(Records drawn from a dataset)
§ §

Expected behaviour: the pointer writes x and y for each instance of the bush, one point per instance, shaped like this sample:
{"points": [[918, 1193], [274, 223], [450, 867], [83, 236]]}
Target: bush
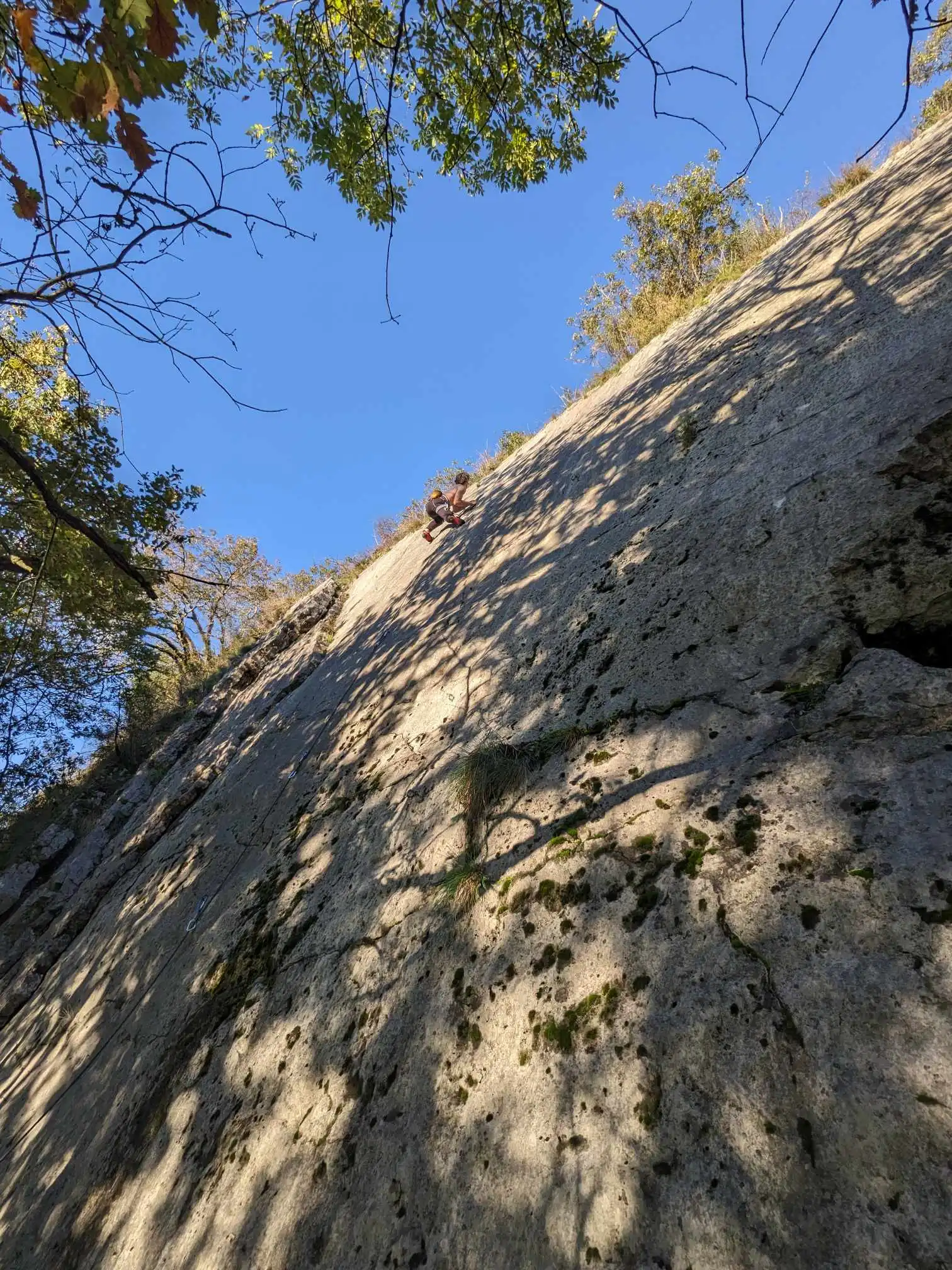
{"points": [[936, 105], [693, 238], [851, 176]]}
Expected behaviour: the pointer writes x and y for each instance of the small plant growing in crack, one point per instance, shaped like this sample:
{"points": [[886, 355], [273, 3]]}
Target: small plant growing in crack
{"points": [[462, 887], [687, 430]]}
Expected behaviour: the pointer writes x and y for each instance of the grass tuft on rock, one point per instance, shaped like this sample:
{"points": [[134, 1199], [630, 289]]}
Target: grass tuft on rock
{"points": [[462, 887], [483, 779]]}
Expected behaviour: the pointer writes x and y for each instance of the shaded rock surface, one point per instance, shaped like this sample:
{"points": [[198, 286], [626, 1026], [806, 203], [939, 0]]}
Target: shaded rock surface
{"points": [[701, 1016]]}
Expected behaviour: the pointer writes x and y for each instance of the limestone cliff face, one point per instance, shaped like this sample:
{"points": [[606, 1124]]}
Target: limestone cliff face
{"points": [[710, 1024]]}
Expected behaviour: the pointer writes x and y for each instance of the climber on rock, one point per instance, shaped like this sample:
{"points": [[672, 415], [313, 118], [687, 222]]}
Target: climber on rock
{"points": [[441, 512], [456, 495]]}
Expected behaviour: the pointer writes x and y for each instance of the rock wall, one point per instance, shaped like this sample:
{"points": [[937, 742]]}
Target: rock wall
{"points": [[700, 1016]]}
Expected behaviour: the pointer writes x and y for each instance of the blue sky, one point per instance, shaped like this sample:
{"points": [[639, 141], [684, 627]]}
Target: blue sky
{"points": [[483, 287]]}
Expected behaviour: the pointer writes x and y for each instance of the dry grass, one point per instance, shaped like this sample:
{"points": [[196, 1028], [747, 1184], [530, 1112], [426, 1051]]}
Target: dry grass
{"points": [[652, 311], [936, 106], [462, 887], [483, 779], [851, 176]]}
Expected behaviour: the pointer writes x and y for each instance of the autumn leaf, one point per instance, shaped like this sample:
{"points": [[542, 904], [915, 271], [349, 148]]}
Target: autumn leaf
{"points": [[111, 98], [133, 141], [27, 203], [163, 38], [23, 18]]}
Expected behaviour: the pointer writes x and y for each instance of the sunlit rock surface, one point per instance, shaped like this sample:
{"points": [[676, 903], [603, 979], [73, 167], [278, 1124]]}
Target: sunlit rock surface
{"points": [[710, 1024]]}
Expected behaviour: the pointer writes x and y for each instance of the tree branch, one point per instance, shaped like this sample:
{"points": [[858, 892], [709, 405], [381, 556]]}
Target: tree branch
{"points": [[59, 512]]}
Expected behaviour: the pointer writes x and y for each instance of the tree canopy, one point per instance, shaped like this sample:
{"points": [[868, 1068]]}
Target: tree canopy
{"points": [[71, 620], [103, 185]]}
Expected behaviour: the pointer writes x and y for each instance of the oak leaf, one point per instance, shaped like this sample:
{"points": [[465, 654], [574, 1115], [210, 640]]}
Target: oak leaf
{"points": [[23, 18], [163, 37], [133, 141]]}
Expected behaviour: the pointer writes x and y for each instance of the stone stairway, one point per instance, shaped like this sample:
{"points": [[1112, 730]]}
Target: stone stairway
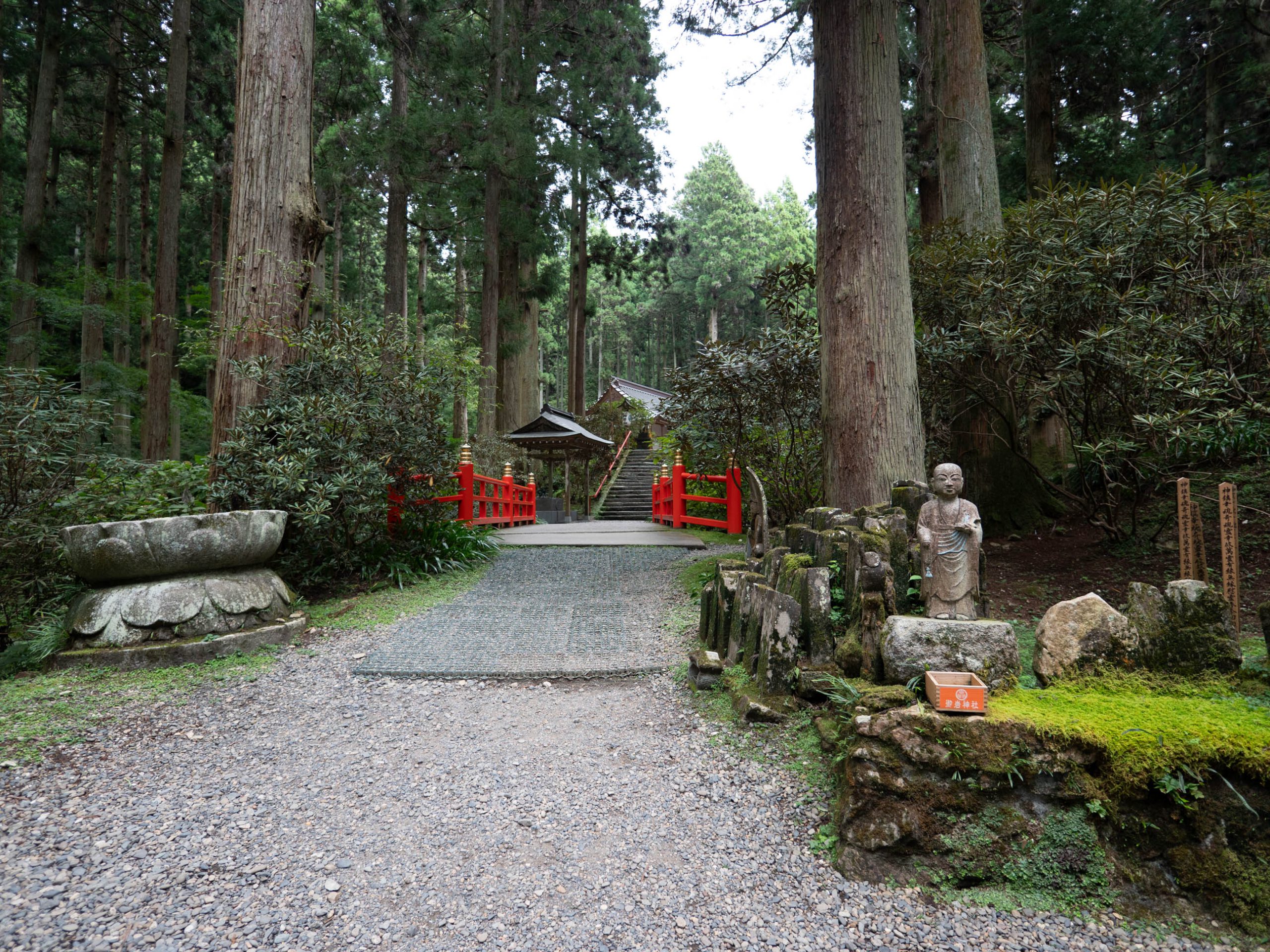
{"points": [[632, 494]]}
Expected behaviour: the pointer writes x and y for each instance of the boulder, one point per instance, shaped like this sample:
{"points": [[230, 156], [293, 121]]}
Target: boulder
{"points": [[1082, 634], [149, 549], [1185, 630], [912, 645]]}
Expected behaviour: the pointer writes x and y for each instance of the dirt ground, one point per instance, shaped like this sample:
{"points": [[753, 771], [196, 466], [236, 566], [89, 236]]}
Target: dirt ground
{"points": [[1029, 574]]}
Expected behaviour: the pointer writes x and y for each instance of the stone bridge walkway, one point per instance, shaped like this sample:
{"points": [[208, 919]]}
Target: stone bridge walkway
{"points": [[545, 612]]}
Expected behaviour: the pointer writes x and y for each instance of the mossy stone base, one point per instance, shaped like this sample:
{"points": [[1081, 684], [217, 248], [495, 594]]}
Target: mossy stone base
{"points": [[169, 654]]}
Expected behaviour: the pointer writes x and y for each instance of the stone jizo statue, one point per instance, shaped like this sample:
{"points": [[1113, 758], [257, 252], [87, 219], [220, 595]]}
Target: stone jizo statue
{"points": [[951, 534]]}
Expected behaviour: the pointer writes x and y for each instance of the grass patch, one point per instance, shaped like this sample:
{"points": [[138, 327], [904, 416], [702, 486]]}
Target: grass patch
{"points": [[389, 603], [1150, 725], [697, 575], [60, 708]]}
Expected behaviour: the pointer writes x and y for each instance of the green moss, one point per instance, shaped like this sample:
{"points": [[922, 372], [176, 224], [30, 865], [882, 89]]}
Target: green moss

§ §

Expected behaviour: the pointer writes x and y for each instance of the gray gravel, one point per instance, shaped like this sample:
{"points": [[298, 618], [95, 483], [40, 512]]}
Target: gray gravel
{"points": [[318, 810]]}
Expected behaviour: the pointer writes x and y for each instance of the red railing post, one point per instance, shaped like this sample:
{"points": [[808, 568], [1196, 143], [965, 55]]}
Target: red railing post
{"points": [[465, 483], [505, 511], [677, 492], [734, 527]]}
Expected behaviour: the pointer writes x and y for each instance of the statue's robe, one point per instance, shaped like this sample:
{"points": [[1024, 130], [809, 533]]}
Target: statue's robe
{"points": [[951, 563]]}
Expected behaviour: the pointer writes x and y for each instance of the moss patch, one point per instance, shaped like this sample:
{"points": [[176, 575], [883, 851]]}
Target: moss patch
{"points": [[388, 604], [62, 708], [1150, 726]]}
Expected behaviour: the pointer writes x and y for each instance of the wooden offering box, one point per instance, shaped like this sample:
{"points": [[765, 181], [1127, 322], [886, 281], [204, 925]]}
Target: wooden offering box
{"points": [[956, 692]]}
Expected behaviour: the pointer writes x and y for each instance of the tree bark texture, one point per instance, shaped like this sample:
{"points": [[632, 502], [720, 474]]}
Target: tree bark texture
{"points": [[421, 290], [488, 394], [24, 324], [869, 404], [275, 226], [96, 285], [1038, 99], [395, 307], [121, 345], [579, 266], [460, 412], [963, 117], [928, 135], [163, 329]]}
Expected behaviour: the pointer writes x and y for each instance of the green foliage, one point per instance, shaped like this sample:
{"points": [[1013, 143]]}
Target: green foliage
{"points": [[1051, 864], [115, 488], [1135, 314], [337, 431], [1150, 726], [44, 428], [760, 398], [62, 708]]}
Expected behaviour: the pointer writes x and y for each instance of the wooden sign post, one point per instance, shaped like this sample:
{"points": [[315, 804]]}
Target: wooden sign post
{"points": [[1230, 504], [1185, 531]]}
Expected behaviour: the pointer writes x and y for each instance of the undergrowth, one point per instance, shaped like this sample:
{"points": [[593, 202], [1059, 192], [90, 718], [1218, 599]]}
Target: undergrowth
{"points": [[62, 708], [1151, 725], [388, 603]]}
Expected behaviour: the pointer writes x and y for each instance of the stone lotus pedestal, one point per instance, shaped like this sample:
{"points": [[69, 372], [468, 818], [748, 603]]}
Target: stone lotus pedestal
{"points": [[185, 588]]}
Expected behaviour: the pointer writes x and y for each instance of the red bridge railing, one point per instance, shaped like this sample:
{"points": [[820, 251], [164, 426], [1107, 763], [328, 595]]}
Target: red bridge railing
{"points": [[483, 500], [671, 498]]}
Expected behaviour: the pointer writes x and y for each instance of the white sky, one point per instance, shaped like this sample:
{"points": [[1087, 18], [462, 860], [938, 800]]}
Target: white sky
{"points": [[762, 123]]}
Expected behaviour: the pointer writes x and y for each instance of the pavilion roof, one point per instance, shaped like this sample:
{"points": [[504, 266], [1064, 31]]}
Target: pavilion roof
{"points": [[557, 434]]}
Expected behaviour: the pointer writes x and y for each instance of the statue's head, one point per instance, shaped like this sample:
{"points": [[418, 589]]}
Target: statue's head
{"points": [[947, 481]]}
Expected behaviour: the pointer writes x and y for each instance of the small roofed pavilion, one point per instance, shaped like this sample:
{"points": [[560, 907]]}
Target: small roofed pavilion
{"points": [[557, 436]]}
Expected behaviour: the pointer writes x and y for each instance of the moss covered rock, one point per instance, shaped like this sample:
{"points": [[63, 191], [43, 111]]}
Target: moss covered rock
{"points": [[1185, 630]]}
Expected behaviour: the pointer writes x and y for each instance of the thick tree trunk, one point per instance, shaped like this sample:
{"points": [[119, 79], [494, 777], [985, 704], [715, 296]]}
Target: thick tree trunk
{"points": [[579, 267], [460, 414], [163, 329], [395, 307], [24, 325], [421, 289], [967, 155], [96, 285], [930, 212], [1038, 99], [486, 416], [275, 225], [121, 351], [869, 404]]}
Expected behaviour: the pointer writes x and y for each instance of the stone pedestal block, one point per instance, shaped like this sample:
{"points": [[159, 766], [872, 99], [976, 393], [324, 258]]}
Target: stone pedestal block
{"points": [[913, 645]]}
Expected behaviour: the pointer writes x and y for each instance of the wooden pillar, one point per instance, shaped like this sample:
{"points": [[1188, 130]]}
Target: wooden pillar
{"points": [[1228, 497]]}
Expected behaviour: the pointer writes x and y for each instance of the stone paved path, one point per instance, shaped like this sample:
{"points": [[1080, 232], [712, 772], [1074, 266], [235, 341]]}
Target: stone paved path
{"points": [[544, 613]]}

§ §

*WORK REQUEST*
Restate word for word the lines of the data above, starting at the line containing "grass patch, one" and ending at the line containing "Target: green moss", both included, and nothing more.

*RESULT OF THE TASK*
Expected behaviour: the pointer writes x and y for each instance of the grass patch, one point per instance, shaped like this sample:
{"points": [[138, 327], [904, 416], [702, 486]]}
Target: grass patch
{"points": [[389, 603], [1150, 725], [697, 575], [60, 708]]}
Expected behaviour: the pointer writes x and y for each instance of the green moss, one point per instance, shaped like this sample:
{"points": [[922, 372], [176, 224], [30, 865], [882, 89]]}
Target: green moss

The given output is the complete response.